Stored data

•••••

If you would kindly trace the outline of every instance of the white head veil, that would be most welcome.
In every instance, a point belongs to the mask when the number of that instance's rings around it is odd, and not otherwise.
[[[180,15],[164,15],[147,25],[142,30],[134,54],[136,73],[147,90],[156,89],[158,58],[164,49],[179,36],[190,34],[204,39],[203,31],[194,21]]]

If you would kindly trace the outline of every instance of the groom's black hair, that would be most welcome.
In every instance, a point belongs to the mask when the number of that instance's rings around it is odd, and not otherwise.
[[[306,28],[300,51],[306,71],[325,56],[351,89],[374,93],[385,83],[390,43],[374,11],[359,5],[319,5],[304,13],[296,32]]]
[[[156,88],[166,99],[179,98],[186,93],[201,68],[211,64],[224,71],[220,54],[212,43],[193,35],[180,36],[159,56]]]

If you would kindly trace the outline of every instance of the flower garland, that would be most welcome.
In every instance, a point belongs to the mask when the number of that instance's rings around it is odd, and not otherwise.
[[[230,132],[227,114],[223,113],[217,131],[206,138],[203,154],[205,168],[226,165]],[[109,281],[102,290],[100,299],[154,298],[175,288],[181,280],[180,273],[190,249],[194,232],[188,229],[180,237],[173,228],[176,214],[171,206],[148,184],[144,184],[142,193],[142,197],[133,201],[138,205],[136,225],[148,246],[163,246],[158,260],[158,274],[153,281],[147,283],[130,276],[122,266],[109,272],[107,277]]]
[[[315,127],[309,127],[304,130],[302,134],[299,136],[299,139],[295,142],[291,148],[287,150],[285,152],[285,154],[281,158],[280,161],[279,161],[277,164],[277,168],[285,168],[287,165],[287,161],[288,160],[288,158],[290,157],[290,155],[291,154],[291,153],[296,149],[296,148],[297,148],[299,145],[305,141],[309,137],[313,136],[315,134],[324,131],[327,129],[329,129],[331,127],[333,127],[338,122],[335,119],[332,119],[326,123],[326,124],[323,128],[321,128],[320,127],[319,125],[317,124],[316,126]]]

•••••

▶ _Work to be completed_: Count the lines in the records above that contain the string "kindly", and reply with the number alone.

▶ _Completed task_: 3